WORK TO COMPLETE
Show each line of the data below that has the string "branch" in it.

++++ SUPPLIED RECORDS

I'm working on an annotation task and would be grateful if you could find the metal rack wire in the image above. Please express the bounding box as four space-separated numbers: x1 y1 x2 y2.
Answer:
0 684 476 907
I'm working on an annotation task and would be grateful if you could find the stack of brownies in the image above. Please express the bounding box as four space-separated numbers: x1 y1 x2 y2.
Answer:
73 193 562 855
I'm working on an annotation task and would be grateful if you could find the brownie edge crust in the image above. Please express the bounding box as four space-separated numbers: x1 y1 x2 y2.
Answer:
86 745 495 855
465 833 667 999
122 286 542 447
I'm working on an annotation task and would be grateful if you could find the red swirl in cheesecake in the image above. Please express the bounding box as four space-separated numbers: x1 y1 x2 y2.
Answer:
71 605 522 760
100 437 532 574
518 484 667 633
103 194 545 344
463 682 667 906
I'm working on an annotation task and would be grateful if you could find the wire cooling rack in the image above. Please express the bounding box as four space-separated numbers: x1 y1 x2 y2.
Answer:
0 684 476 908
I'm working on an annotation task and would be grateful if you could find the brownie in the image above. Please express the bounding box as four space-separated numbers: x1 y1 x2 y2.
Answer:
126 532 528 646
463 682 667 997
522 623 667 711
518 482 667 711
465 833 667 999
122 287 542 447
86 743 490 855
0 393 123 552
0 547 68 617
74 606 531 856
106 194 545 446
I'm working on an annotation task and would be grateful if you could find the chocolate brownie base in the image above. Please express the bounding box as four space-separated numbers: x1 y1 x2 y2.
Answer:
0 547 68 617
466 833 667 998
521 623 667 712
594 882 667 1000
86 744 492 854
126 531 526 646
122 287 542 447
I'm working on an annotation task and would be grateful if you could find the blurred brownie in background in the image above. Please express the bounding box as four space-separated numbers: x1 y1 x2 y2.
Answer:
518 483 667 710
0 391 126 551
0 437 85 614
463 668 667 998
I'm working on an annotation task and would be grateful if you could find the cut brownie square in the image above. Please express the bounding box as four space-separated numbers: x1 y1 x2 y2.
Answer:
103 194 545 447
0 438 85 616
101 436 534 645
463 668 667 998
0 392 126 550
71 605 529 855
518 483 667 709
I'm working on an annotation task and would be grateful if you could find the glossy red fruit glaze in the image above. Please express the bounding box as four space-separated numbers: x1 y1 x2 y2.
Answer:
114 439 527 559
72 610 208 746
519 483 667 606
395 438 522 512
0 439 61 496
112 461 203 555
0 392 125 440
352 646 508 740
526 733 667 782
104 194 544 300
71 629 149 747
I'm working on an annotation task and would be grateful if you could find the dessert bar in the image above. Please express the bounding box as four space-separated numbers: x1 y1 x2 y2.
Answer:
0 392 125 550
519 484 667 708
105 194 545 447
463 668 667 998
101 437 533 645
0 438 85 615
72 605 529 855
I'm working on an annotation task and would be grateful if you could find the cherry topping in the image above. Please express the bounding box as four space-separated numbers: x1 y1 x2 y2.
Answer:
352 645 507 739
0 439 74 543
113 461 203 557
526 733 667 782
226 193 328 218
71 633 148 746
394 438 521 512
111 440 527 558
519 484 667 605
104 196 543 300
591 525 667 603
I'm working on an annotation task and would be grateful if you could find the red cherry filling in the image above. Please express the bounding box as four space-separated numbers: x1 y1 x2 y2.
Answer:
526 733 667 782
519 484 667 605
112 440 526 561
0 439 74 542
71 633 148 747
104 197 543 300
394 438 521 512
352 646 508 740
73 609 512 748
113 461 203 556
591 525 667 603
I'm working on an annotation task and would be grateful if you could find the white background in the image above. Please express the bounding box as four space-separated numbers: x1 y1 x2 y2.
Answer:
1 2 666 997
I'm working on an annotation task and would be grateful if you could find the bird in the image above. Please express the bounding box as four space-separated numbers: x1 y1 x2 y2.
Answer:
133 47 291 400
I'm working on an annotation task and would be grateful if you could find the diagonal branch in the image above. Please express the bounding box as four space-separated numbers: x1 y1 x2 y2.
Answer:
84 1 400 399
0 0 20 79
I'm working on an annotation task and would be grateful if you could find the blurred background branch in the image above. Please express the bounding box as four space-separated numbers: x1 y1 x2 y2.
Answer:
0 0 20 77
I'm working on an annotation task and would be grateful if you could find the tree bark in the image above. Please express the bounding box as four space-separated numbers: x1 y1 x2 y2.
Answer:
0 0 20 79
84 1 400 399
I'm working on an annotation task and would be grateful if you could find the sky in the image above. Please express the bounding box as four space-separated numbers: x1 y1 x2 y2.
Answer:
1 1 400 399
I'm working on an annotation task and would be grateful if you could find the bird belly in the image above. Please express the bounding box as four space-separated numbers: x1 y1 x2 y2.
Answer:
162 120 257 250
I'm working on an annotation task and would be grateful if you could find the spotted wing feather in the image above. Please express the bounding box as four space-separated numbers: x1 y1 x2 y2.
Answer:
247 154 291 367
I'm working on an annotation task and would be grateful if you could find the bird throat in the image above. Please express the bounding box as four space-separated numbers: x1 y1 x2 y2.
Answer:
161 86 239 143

++++++++

EXERCISE ANSWER
I'm working on an annotation task and would be grateful if you could find the diagonal branch in the image above. Please express the bounding box as four space-separated numbers: x1 y1 x2 y2.
I'm working on an annotation task and would be grateful if you could find the blurred background branch in the image above. Please express the bounding box as four space-separated numbers: x1 y1 x2 y2.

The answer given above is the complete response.